* _DATA EXCERPTS_
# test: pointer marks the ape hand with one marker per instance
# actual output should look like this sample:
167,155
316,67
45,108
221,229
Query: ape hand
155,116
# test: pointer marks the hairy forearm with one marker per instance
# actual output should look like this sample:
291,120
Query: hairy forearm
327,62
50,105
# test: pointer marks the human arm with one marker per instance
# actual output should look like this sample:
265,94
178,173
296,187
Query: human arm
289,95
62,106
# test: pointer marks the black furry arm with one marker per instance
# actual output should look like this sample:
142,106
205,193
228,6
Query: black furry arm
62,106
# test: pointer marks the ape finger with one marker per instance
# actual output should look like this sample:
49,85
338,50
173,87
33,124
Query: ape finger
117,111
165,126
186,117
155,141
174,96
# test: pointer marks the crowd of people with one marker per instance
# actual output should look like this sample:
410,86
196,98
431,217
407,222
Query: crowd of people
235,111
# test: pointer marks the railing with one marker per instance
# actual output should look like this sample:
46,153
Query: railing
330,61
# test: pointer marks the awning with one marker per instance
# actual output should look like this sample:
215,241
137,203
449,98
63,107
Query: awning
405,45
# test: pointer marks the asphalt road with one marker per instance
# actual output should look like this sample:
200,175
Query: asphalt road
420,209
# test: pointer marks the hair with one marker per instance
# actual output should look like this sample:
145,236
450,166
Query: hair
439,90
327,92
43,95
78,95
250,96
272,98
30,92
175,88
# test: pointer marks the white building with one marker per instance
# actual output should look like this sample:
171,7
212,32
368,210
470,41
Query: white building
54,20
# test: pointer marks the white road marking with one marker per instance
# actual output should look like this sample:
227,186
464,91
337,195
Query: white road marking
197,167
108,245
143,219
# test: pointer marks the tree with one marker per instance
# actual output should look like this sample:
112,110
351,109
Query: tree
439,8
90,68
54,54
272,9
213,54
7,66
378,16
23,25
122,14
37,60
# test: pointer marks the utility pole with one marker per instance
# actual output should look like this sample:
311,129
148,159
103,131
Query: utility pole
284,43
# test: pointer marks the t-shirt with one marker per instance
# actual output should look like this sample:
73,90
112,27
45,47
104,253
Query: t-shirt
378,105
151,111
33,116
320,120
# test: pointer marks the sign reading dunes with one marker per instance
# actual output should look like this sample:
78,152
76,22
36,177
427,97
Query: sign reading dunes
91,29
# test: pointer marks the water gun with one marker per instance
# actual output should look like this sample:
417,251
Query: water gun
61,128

* _REQUEST_
Transcribe the records above exactly as they appear.

* _SOLUTION TO THIS TASK_
# test: pointer marks the ape hand with one marker per instance
# actual output should look like this sample:
167,155
316,67
45,108
221,229
Query: ape hand
155,116
# test: pointer marks the hairy forearm with one marker per instance
# actual output should look like this sample:
291,120
Query: hairy forearm
327,62
50,105
# test: pointer marks the human arm with one marker per instance
# actual output should look like this sample:
265,94
178,173
296,187
Query: human arm
289,95
62,106
# test: pointer marks the black furry arm with one marker per instance
# actual output should look like this sample:
142,106
205,193
228,6
Query: black furry arm
62,106
# test: pointer marks the ape finger with one marker per instance
# actual output should look like this sample:
49,85
338,50
173,87
33,124
Query: ape finger
117,111
165,126
186,117
155,141
174,96
# test: pointer marks the crowd of people with one marker per instance
# actual output should look like this sample:
410,86
196,98
431,217
407,222
Query: crowd of people
235,111
# test: pointer marks the railing with one marker per instance
# actual output should look like this sample:
46,153
Query: railing
330,61
# test: pointer marks the awning with one marker per instance
# actual output should look like this sample:
215,241
137,203
449,98
63,107
Query: awning
405,45
# test: pointer marks the asphalt road with one marker per instance
# actual output should look like this sample:
200,175
Query: asphalt road
420,209
# test: pointer marks the hair with one marker per instance
# actual output should look like this sample:
145,236
450,166
Query: hair
439,90
327,92
43,95
78,95
250,96
272,98
30,92
175,88
# test: pointer marks the white building with one marker per instance
# actual output should look like this sample:
171,7
212,32
368,210
470,41
Query: white building
54,20
# test: pointer marks the white road marking with one marker per instance
# actual output should look like this sample:
227,186
464,91
337,195
Query: white road marking
197,167
108,245
143,219
# test: pointer marks the tree with one marker per instance
# actual output should look like this sample:
112,110
351,109
Query: tree
439,8
90,68
54,54
272,9
213,54
7,66
378,16
23,25
122,14
37,60
# test: pointer marks the utility pole with one marker per instance
# actual output should look like this sample:
311,129
148,159
103,131
Query: utility pole
284,43
# test: pointer marks the t-shirt with one marker per instance
# actual output should look like this sample:
73,90
112,27
45,47
104,253
Query: t-shirt
378,105
151,111
33,116
320,120
# test: pointer marks the sign reading dunes with one marker per instance
# actual output should look like this sample:
78,152
76,22
36,177
427,97
Query: sign reading dunes
91,29
# test: pointer marks the water gun with one marker per instance
# actual output should look like this sample:
417,251
Query: water gun
61,128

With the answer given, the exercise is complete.